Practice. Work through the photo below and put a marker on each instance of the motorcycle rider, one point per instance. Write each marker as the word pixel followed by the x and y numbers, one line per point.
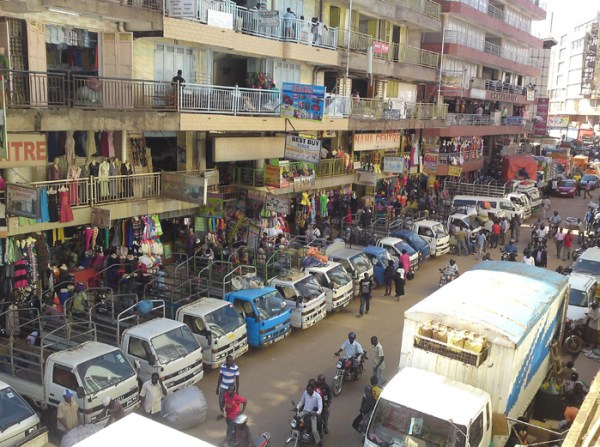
pixel 352 350
pixel 311 405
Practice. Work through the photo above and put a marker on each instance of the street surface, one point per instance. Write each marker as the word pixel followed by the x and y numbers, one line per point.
pixel 273 377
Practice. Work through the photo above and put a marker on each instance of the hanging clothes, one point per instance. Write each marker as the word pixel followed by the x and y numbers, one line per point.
pixel 66 213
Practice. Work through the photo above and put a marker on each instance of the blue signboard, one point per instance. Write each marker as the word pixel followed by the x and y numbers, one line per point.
pixel 302 101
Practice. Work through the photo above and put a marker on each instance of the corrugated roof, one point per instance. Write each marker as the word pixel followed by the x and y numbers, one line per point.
pixel 504 297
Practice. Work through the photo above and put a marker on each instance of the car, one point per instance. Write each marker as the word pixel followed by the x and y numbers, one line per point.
pixel 592 179
pixel 566 188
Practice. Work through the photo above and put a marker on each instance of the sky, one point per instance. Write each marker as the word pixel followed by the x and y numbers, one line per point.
pixel 567 14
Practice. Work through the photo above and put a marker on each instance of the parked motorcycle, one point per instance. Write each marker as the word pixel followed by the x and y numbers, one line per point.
pixel 301 431
pixel 345 371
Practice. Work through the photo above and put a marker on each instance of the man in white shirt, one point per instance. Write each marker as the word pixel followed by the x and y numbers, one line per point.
pixel 311 405
pixel 151 396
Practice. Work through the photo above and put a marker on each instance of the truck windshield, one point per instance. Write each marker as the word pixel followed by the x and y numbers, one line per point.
pixel 269 305
pixel 361 263
pixel 223 320
pixel 103 371
pixel 174 344
pixel 13 409
pixel 308 288
pixel 395 425
pixel 339 276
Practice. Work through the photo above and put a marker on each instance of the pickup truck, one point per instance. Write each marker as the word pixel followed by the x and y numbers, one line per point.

───

Exercise brief -
Every record must be transcribed faithfully, with no picture carried over.

Output of the exercise -
Practice. Work through the photo below and put a marker on each instance of the motorcycle rider, one point per instance. Write each marker as the word pixel followed by the x and y numbers, one line per point.
pixel 352 350
pixel 311 405
Practice. Work through the photo above and put a marker on each instance of the street surface, one point per instance. Write each marker as the word pixel followed by the x and y numbers, one line per point.
pixel 273 377
Practice. Work through the photo above and put a marker on each instance of the hanging clothes, one point per instance. Write each marker as the word pixel followed by the x and y numbers, one line per point.
pixel 66 213
Practice. Work through the photo above and put a marker on each instance of the blue signboard, one point per instance. Write each marker as the word pixel followed by the x and y numbers, one line per point.
pixel 302 101
Practice. Work through the photo above and put a marker on each instance of the corrugated roof, one point per instance. Write each marker as the word pixel followed by the x and y numbers, one line per point.
pixel 504 297
Practice. Work through the photo above and put a marker on each instance of the car, one point per instance. Write each marker as the word pixel followed by the x and y numbers, one line per point.
pixel 592 179
pixel 566 188
Practice. Work through the photo above and put a marker on each instance of the sky, one point per instance. Write each marker as the word pixel followed by the x and y numbers, one line per point.
pixel 567 14
Practice. Work through the photo above and put a marker on each instance of the parked motorcycle, one point per instance. Write each marker as the word pixel followed by the x and y numbers, one line per point.
pixel 301 431
pixel 345 371
Practice. Work through the photo above and put a marker on each instance of the man in white shirt, one point per instance. Write each marker as the word pixel followed by the x and y numbers, one line per point.
pixel 311 405
pixel 151 396
Practice. Work through the photo above and put a marker on each instance of the truck windshield, one point per instance. Write each marker as the word pixel followed by the x and y numbers, one line per point.
pixel 269 305
pixel 361 263
pixel 223 320
pixel 103 371
pixel 174 344
pixel 13 409
pixel 308 288
pixel 395 425
pixel 339 276
Practice. Work through the photo above and put a marker on each instance of the pickup truck, one point per instance. Write each marker as the word pixel followed by the x and y numbers, one line per point.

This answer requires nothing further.